### EXCERPT PROVIDED

Now upload the `inputs/my-sequence.fa` file to your Azure ML Datastore. This will create a input Dataset, which is a reference to a subdirectory within the workspace's default Datastore.

In [None]:
from azureml.core import Dataset
from azureml.data.datapath import DataPath

ds = ws.get_default_datastore()
input_dataset = Dataset.File.upload_directory(
    src_dir='./inputs/', 
    target=DataPath(ds, 'input_data'), 
    show_progress=True, 
    overwrite=True)

### Submit the Experiment
- Define the `Environment`, and specify the dockerfile (included in the same folder as this notebook) to be used. 
- Specify inputs and outputs
- Create `ScriptRunConfig` that includes all of the args and configuration needed
- Wrap it up in an `Experiment` and submit to your Azure Machine Learning workspace.

This will queue a job in Azure Machine Learning, which **is a billable activity**.

A link to this job's status web page will be printed below the cell.

In [None]:
from azureml.core import Environment, ScriptRunConfig
from azureml.core.runconfig import DockerConfiguration
from azureml.core import Experiment
from azureml.data import OutputFileDatasetConfig

env = Environment(name="rosettaenv")
env.docker.base_image = None
env.docker.base_dockerfile = "./Dockerfile"

outputs_path = 'outputs/'

args = ['--inputs', input_dataset.as_mount(),
        '--outputs', outputs_path]

run_config = ScriptRunConfig(source_directory='.',
                            script="score.py",
                            arguments=args,
                            compute_target=compute_target,
                            docker_runtime_config=DockerConfiguration(use_docker=True),
                            environment=env)

run = Experiment(ws, 'RoseTTAFold-Scoring').submit(run_config)
run

In [None]:
run.wait_for_completion(show_output=True)

### Get the outputs

In [None]:
run.download_files(prefix=outputs_path)

######
### RECORDS

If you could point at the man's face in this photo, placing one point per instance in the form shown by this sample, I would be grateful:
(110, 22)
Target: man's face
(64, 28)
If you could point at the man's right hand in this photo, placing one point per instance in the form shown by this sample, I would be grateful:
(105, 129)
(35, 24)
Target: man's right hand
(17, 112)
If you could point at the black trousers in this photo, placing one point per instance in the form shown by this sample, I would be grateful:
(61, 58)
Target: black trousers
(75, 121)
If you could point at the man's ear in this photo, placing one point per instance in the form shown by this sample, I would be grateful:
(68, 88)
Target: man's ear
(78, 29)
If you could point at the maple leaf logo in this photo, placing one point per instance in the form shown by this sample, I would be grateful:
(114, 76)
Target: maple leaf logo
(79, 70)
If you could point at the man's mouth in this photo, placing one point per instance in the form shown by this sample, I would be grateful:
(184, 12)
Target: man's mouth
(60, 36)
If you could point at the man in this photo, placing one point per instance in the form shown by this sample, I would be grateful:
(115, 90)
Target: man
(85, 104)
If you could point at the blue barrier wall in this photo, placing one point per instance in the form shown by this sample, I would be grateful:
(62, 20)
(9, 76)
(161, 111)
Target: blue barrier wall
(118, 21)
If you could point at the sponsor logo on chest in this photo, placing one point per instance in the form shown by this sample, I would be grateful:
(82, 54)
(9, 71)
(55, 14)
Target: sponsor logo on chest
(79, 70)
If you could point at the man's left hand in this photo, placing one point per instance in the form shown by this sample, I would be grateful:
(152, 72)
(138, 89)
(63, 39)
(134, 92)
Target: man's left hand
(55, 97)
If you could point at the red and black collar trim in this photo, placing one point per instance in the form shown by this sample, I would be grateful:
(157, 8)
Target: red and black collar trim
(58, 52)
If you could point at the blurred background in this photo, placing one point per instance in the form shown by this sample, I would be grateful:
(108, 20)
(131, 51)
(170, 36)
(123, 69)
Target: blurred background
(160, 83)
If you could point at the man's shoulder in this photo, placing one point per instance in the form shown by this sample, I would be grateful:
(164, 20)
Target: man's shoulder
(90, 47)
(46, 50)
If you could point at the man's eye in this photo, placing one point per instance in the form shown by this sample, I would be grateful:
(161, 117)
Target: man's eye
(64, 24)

######

# SET OF TASKS:
(A) According to the Azure ML notebook excerpt, why does submitting the experiment cost money? Answer in one to three sentences.
(B) Can you summarize the Azure ML notebook excerpt in two sentences?
The listing isn't needed for what follows.

# PER-TASK OUTPUTS:
(A) Submitting the experiment queues a job in Azure Machine Learning, and that is a billable activity.

(B) The `inputs/my-sequence.fa` file is uploaded to the workspace's default Datastore, which creates an input Dataset that references a subdirectory there. An environment is then defined from a Dockerfile, a `ScriptRunConfig` with the inputs, outputs and configuration is wrapped in an `Experiment` and submitted as a billable job, and after the run completes its outputs are downloaded.